#### SOURCE TEXT

I did some more digging. Seems it's part of a series from a book called 'Medicea Hospes'

Plate 12- Allegory on the Discord in France, from Caspar Barlaeus, "Medicea Hospes" 1638
Hercules forges the split French empire into a unity; Festivities in the visit by Maria de 'Medici to Amsterdam in 1638. Tableau Vivant. Hendrik IV, dressed as Hercules, together with Mars and Minerva the globe of the split French empire again. Left The fertility goddess' watch. Right handles power of peace. Presentation used in the water theater on the Rokin. Legal under numbered: 12. Plate 12 of the illustrations in the description of the festivities around Maria de 'Medici to Amsterdam's visit from 31 August to 5 September 1638.
Artist: Pieter Nolpe (Dutch, 1613/1614–1652/1653)
Artist: After Claes Moeyaert (Dutch, Amsterdam 1591–1655 Amsterdam)
Author: Caspar Barlaeus (Dutch)

 ​I thought it might give a clue to 17th century thinking on the Greeks / Romans / Gauls etc. Apologies if it's not relevant.


----------



## Silveryou (Dec 21, 2021)

Will Scarlet said:


> Hercules forges the split French empire into a unity; Festivities in the visit by Maria de 'Medici to Amsterdam in 1638. Tableau Vivant. Hendrik IV, dressed as Hercules, together with Mars and Minerva the globe of the split French empire again. Left The fertility goddess' watch. Right handles power of peace.


It seems an auto-translation right? I would say that Hercules (who goes by the name of Gomer according to some) is the druid holding the globe, as in the myth in which he substitutes Atlas as the pillar (one of the four pillars in reality). Contrary to the description it seems he is the one splitting the globe in two and then some tragedy happens with the gods' intervention from above.

########
#### DATA EXCERPTS

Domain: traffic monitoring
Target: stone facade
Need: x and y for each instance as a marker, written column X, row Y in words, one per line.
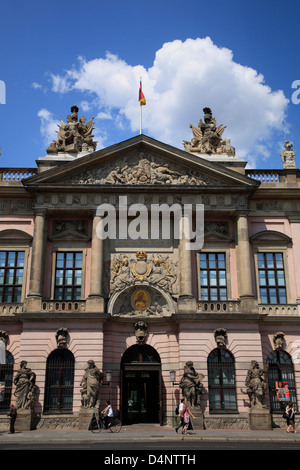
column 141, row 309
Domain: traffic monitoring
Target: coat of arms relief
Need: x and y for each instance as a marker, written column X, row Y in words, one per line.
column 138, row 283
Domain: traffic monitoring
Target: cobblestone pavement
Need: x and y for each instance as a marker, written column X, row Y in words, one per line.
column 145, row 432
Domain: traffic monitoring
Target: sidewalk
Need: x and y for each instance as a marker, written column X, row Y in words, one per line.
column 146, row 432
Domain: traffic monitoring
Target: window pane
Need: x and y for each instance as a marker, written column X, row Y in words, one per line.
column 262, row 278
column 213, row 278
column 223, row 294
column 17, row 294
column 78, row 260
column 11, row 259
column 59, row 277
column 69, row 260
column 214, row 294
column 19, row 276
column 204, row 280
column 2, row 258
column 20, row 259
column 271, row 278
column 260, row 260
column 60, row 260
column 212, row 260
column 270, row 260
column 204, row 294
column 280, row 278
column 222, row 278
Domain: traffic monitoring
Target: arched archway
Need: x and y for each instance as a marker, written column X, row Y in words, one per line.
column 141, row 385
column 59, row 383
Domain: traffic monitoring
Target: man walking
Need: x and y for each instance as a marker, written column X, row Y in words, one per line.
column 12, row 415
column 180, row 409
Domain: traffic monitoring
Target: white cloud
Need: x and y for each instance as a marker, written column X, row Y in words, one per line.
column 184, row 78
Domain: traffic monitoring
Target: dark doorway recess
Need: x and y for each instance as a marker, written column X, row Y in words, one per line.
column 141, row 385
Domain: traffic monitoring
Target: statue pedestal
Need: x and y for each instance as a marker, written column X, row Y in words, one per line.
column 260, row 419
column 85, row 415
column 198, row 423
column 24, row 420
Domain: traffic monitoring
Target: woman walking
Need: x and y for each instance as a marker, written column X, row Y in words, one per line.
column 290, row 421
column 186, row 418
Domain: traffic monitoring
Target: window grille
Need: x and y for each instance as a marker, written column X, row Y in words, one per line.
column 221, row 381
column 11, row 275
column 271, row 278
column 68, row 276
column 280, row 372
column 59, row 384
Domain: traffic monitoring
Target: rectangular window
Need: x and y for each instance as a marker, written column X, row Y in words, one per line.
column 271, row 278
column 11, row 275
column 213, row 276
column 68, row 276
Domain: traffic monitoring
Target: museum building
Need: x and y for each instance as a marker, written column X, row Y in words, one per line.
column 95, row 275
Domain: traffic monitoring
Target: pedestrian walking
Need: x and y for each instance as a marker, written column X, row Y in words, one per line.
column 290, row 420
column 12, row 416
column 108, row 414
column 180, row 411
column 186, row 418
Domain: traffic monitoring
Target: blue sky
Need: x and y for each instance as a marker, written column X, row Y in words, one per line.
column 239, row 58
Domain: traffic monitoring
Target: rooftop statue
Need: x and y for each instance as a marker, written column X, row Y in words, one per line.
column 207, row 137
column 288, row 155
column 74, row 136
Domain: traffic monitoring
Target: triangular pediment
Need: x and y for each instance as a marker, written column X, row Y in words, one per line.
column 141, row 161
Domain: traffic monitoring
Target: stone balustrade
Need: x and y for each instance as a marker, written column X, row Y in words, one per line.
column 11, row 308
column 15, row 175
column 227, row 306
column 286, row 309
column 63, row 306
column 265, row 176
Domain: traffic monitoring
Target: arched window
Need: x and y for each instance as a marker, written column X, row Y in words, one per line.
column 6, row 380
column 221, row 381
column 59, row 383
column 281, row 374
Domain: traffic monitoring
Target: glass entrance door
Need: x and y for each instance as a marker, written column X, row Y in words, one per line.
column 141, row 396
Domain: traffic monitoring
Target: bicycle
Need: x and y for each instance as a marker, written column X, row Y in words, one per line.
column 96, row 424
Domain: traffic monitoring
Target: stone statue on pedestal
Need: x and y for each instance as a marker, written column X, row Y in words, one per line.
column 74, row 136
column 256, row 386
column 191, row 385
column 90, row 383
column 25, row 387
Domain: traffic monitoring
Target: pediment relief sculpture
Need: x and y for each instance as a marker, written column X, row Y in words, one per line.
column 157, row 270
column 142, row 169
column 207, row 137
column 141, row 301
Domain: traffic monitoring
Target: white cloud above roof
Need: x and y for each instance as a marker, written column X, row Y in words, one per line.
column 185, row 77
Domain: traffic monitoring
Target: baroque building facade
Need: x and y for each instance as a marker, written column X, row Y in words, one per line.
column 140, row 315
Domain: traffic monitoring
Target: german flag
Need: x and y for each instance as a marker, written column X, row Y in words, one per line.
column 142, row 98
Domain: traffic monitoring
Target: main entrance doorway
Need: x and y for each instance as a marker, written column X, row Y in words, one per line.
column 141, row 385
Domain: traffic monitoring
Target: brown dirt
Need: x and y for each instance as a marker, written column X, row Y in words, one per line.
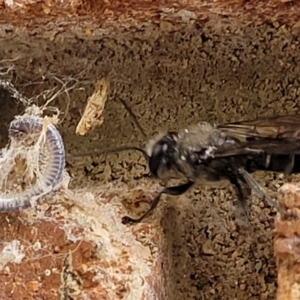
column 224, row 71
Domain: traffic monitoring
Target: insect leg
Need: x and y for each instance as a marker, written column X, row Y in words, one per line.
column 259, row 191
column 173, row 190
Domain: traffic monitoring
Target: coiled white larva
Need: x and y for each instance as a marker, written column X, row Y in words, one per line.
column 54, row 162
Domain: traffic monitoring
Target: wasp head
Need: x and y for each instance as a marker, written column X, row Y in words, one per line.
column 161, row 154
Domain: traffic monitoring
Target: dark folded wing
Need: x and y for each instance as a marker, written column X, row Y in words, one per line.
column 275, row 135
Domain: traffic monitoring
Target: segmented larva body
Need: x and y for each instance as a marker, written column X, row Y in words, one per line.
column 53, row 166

########
#### DATA EXCERPTS

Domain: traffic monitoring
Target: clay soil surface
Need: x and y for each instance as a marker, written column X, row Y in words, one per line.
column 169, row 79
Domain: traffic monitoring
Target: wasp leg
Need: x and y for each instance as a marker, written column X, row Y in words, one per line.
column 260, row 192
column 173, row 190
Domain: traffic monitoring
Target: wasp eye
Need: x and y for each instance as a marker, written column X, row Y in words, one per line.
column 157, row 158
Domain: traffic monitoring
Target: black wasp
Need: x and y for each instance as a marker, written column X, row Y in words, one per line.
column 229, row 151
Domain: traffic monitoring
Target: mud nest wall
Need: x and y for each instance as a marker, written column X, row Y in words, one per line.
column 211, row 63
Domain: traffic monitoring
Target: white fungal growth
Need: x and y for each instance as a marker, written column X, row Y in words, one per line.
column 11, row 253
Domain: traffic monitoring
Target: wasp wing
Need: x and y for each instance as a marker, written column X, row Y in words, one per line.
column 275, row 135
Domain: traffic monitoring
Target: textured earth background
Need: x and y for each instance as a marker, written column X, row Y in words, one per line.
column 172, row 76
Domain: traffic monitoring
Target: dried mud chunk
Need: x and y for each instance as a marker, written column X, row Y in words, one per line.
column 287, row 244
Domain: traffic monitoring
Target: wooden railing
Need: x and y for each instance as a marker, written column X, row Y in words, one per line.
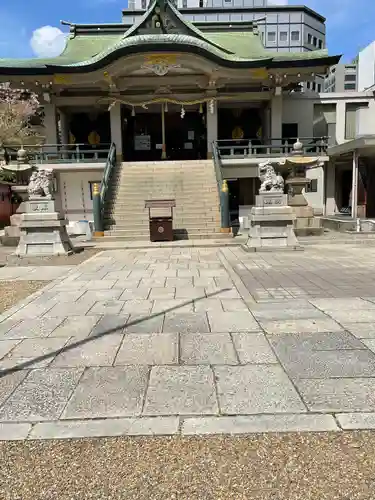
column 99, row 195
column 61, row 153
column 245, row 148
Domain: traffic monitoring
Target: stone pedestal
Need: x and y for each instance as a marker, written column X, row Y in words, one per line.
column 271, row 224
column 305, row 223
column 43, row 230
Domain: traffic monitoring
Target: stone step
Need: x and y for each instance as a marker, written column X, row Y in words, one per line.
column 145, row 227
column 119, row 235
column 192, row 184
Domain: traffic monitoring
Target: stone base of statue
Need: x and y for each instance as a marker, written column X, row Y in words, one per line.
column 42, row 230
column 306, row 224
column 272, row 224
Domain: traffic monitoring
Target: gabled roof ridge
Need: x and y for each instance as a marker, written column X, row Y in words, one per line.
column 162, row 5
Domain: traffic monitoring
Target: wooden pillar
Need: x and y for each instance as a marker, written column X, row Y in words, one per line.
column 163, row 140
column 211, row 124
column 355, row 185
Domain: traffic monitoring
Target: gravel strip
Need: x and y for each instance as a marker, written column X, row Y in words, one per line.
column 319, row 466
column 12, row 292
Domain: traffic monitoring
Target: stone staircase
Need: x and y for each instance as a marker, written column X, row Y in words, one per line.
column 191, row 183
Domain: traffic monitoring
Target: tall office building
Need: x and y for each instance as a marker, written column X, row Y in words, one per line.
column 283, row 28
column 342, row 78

########

*ACTIONS TO TAKE*:
- a) In the forum thread about the Medicea Hospes plate, what dates are given for Maria de' Medici's visit to Amsterdam?
- b) Rewrite the paragraph of the forum thread beginning "It seems an auto-translation right?" as a short bulleted list that keeps its main points.
- c) Proceed with the forum thread on the Medicea Hospes plate from the point where it ends.

*EXERCISE ANSWERS*:
- a) From 31 August to 5 September 1638.

- b)
- The poster suspects the quoted description is an auto-translation.
- Hercules, whom some call Gomer, is taken to be the druid holding the globe.
- This matches the myth in which Hercules takes Atlas's place as the pillar, which the poster says is really one of four pillars.
- Contrary to the description, Hercules appears to be the one splitting the globe in two.
- Some tragedy then follows, with the gods intervening from above.

- c)
It can be a representation of the change in power in France bringing to the throne the first Bourbon after the Valois rule. The author I previously cited says that 'Valois' means 'Gaulish', for the same Digamma thing explained in one of the previous posts (and obviously this is the case for Wales too). So it makes sense that Henry IV the Bourbon destroys Gaul. But I think he poses as new Hercules based on the already accepted narrative of a Graeco-Roman civilization conquering the barbarians, or something like that, with divine approval.


----------



## Fawkes (Dec 21, 2021)

Silveryou said:


> But I think he poses as new Hercules based on the already accepted narrative of a Graeco-Roman civilization conquering the barbarians, or something like that, with divine approval.


Henry IV, as Hercules, vanquishing the Lernaean Hydra (i.e. the Catholic League), by Toussaint Dubreuil, c. 1600




"The old roads will all be improved,
One will proceed on them to the modern Memphis:
The great Mercury of Hercules fleur-de-lis
Causing to tremble lands, sea and country.

Henry IV was known as the *Gallic Hercules* and endures to this day as one of France's most popular rulers.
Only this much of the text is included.